Source material Start Marker
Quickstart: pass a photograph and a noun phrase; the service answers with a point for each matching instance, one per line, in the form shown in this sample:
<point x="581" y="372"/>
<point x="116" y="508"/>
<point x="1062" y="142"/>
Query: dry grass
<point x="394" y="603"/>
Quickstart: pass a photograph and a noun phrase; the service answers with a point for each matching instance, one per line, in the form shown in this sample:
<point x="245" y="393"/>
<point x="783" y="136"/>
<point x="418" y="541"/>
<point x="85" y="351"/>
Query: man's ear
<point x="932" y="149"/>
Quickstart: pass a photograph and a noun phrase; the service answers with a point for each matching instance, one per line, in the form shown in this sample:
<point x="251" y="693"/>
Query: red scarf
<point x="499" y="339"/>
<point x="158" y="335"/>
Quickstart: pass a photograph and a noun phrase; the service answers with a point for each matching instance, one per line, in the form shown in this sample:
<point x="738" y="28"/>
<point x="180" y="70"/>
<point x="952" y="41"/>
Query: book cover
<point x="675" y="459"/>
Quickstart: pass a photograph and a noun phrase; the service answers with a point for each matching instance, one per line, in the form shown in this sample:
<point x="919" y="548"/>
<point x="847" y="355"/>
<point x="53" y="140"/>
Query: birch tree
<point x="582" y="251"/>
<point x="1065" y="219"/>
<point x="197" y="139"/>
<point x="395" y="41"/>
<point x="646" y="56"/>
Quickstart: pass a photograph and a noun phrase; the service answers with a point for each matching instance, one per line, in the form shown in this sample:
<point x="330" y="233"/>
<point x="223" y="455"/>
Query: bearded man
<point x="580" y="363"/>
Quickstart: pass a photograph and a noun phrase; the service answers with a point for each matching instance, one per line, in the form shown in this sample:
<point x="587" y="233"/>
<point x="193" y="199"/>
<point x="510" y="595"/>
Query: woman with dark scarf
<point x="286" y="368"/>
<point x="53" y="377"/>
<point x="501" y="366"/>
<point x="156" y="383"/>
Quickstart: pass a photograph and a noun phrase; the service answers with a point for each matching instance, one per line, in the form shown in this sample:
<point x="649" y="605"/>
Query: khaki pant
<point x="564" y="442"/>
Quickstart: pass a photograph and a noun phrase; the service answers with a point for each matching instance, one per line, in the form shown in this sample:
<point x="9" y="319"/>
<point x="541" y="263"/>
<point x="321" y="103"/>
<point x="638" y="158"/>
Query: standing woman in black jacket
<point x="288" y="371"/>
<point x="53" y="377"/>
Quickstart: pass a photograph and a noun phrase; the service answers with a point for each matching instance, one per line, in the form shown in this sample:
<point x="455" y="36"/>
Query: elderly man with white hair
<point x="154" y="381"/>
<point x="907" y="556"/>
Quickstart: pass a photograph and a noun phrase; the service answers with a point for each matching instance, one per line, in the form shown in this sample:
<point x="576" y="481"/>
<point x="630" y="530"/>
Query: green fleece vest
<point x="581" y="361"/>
Source material End Marker
▶ _What you have to do_: Write the entries out once more, exactly, without dropping a line.

▶ _Written solution_:
Quickstart: pass a photograph and a noun phrase; the service answers with a point for each matching instance, one per line, in the form shown in this sample:
<point x="581" y="372"/>
<point x="116" y="508"/>
<point x="1062" y="142"/>
Query: dry grass
<point x="394" y="603"/>
Quickstart: pass a photograph and a noun phrase; the service answers with a point for each matching instance, one per line, in the form shown in this sample:
<point x="245" y="393"/>
<point x="783" y="136"/>
<point x="418" y="541"/>
<point x="85" y="351"/>
Query: man's ear
<point x="932" y="149"/>
Quickstart: pass a photograph and a noun phrase; the service answers with a point for each matching instance, one per line, in the form shown in this sample:
<point x="251" y="693"/>
Query: red scarf
<point x="499" y="339"/>
<point x="158" y="335"/>
Quickstart: pass a photograph and a noun phrase; the service answers with a point for each matching instance, one per line, in the form shown in this sample:
<point x="738" y="28"/>
<point x="180" y="70"/>
<point x="952" y="41"/>
Query: book cover
<point x="675" y="459"/>
Quickstart: pass a photograph and a noun phrase; the service answers with a point for each matching instance, one per line, in the form shown in this sample:
<point x="919" y="548"/>
<point x="847" y="355"/>
<point x="53" y="140"/>
Query: birch tree
<point x="582" y="251"/>
<point x="1065" y="219"/>
<point x="197" y="139"/>
<point x="395" y="41"/>
<point x="646" y="56"/>
Quickstart: pass a photograph and a noun phrase; the service answers with a point for each matching instance, one per line, in the form shown in this sample:
<point x="330" y="233"/>
<point x="223" y="455"/>
Query: bearded man
<point x="580" y="363"/>
Quickstart: pass a photograph and a noun phrase; the service answers with a point for each matching instance, one per line, in the form shown in this sample:
<point x="587" y="233"/>
<point x="193" y="199"/>
<point x="510" y="595"/>
Query: woman with dark scarf
<point x="286" y="368"/>
<point x="53" y="377"/>
<point x="501" y="366"/>
<point x="156" y="383"/>
Quickstart: pass a photograph and a noun phrase; the service answers with a point for each matching instance, one per line, in the form shown in this sample:
<point x="649" y="605"/>
Query: khaki pant
<point x="564" y="442"/>
Quickstart: pass a photograph and a noun phrase; the service answers with a point for each matching instance, one per line, in the form shown in this sample:
<point x="9" y="319"/>
<point x="541" y="263"/>
<point x="321" y="103"/>
<point x="638" y="158"/>
Query: standing woman in black jacket
<point x="288" y="371"/>
<point x="53" y="377"/>
Quickstart: pass a photograph and a noun phrase; the service answers with a point for each matching instance, one per line, in the form shown in this sample:
<point x="455" y="36"/>
Query: elderly man with white hair
<point x="154" y="381"/>
<point x="907" y="556"/>
Quickstart: pass a photograph and a noun phrase; the service answers with a point for each matching instance, one per line, in the form shown in this sample:
<point x="576" y="481"/>
<point x="630" y="530"/>
Query: green fleece vest
<point x="581" y="361"/>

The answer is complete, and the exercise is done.